任务说明: 续写下方关于服务请求格式的文本，从其最后一句之后接着往下写。

后续您也可以自行构建服务请求,详情请参见请求格式

请求格式

除Python外,使用其它语言客户端调用服务都需要根据.proto文件手动生成预测的请求代码文件。如果您希望自行构建服务请求,则可以参考如下pb定义来生成相关的代码:

  • 编写请求代码文件,例如:tf_predict.proto。

    syntax = "proto3";
    
    package tensorflow.eas;
    option cc_enable_arenas = true;
    
    enum ArrayDataType {
      // Not a legal value for DataType. Used to indicate a DataType field
      // has not been set.
      DT_INVALID = 0;
    
      // Data types that all computation devices are expected to be
      // capable to support.
      DT_FLOAT = 1;
      DT_DOUBLE = 2;
      DT_INT32 = 3;
      DT_UINT8 = 4;
      DT_INT16 = 5;
      DT_INT8 = 6;
      DT_STRING = 7;
      DT_COMPLEX64 = 8;  // Single-precision complex
      DT_INT64 = 9;
      DT_BOOL = 10;
      DT_QINT8 = 11;     // Quantized int8
      DT_QUINT8 = 12;    // Quantized uint8
      DT_QINT32 = 13;    // Quantized int32
      DT_BFLOAT16 = 14;  // Float32 truncated to 16 bits.  Only for cast ops.
      DT_QINT16 = 15;    // Quantized int16
      DT_QUINT16 = 16;   // Quantized uint16
      DT_UINT16 = 17;
      DT_COMPLEX128 = 18;  // Double-precision complex
      DT_HALF = 19;
      DT_RESOURCE = 20;
      DT_VARIANT = 21;  // Arbitrary C++ data types
    }
    
    // Dimensions of an array
    message ArrayShape {
      repeated int64 dim = 1 [packed = true];
    }
    
    // Protocol buffer representing an array
    message ArrayProto {
      // Data Type.
      ArrayDataType dtype = 1;
    
      // Shape of the array.
      ArrayShape array_shape = 2;
    
      // DT_FLOAT.
      repeated float float_val = 3 [packed = true];
    
      // DT_DOUBLE.
      repeated double double_val = 4 [packed = true];
    
      // DT_INT32, DT_INT16, DT_INT8, DT_UINT8.
      repeated int32 int_val = 5 [packed = true];
    
      // DT_STRING.
      repeated bytes string_val = 6;
    
      // DT_INT64.
      repeated int64 int64_val = 7 [packed = true];
    
      // DT_BOOL.
      repeated bool bool_val = 8 [packed = true];
    }
    
    // PredictRequest specifies which TensorFlow model to run, as well as
    // how inputs are mapped to tensors and how outputs are filtered before
    // returning to user.
    message PredictRequest {
      // A named signature to evaluate. If unspecified, the default signature
      // will be used
      string signature_name = 1;
    
      // Input tensors.
      // Names of input tensor are alias names. The mapping from aliases to real
      // input tensor names is expected to be stored as named generic signature
      // under the key "inputs" in the model export.
      // Each alias listed in a generic signature named "inputs" should be provided
      // exactly once in order to run the prediction.
      map<string, ArrayProto> inputs = 2;
    
      // Output filter.
      // Names specified are alias names. The mapping from aliases to real output
      // tensor names is expected to be stored as named generic signature under
      // the key "outputs" in the model export.

给定记录:

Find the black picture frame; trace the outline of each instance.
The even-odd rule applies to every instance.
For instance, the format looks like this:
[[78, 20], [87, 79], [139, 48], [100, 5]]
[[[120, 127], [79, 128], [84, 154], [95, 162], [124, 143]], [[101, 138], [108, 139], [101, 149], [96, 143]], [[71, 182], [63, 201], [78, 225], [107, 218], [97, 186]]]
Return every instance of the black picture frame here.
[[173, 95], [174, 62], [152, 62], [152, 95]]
--
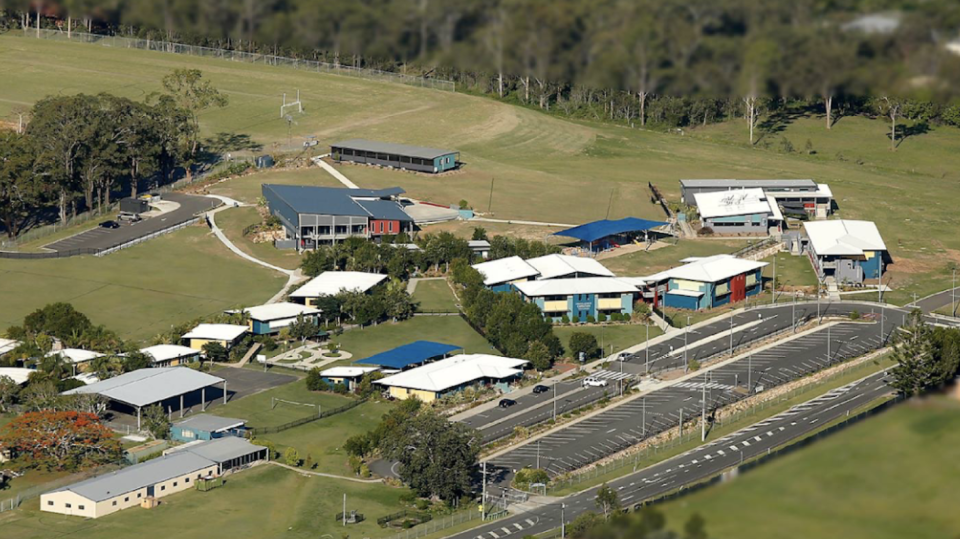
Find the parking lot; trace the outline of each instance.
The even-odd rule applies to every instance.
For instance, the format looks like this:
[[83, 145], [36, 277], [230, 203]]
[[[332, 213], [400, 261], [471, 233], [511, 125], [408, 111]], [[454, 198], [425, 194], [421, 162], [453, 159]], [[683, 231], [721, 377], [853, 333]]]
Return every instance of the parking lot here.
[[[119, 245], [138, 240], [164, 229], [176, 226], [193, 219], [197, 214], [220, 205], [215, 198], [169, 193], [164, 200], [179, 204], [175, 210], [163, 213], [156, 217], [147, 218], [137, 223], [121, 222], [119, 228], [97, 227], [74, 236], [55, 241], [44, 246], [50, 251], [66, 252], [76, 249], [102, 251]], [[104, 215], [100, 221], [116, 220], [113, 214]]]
...
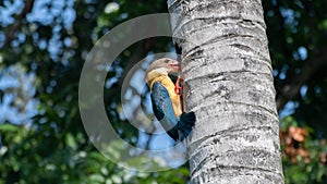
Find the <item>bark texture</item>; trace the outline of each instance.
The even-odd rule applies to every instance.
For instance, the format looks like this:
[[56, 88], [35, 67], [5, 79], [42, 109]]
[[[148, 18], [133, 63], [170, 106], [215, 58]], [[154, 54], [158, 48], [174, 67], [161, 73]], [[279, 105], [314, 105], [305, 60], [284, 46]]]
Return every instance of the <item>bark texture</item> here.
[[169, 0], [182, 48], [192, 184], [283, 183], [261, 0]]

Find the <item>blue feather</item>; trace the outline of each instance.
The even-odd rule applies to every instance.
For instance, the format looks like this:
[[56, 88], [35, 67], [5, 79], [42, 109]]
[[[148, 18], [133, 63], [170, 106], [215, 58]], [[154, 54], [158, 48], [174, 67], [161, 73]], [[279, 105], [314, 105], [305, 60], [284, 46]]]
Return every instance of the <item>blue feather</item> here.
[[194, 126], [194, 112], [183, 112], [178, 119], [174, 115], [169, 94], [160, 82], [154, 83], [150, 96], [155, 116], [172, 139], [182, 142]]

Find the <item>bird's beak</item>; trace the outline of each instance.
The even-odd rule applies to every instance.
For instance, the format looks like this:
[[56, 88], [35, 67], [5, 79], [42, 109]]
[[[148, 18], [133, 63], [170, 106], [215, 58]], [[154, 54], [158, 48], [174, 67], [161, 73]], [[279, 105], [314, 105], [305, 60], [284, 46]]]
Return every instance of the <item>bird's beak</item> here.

回答:
      // Only tensors specified here will be run/fetched and returned, with the
      // exception that when none is specified, all tensors specified in the
      // named signature will be run/fetched and returned.
      repeated string output_filter = 3;
    }
    
    // Response for PredictRequest on successful run.
    message PredictResponse {
      // Output tensors.
      map<string, ArrayProto> outputs = 1;
    }
  • 编写请求代码文件,例如:predict.proto。

    syntax = "proto3";
    
    package tensorflow.eas;
    option cc_enable_arenas = true;
    
    enum ArrayDataType {
      // Not a legal value for DataType. Used to indicate a DataType field
      // has not been set.
      DT_INVALID = 0;
    
      // Data types that all computation devices are expected to be
      // capable to support.
      DT_FLOAT = 1;
      DT_DOUBLE = 2;
      DT_INT32 = 3;
      DT_UINT8 = 4;
      DT_INT16 = 5;
      DT_INT8 = 6;
      DT_STRING = 7;
      DT_COMPLEX64 = 8;  // Single-precision complex
      DT_INT64 = 9;
      DT_BOOL = 10;
      DT_QINT8 = 11;     // Quantized int8
      DT_QUINT8 = 12;    // Quantized uint8
      DT_QINT32 = 13;    // Quantized int32
      DT_BFLOAT16 = 14;  // Float32 truncated to 16 bits.  Only for cast ops.
      DT_QINT16 = 15;    // Quantized int16
      DT_QUINT16 = 16;   // Quantized uint16
      DT_UINT16 = 17;
      DT_COMPLEX128 = 18;  // Double-precision complex
      DT_HALF = 19;
      DT_RESOURCE = 20;
      DT_VARIANT = 21;  // Arbitrary C++ data types
    }
    
    // Dimensions of an array
    message ArrayShape {
      repeated int64 dim = 1 [packed = true];
    }
    
    // Protocol buffer representing an array
    message ArrayProto {
      // Data Type.
      ArrayDataType dtype = 1;
    
      // Shape of the array.
      ArrayShape array_shape = 2;
    
      // DT_FLOAT.
      repeated float float_val = 3 [packed = true];
    
      // DT_DOUBLE.
      repeated double double_val = 4 [packed = true];
    
      // DT_INT32, DT_INT16, DT_INT8, DT_UINT8.
      repeated int32 int_val = 5 [packed = true];
    
      // DT_STRING.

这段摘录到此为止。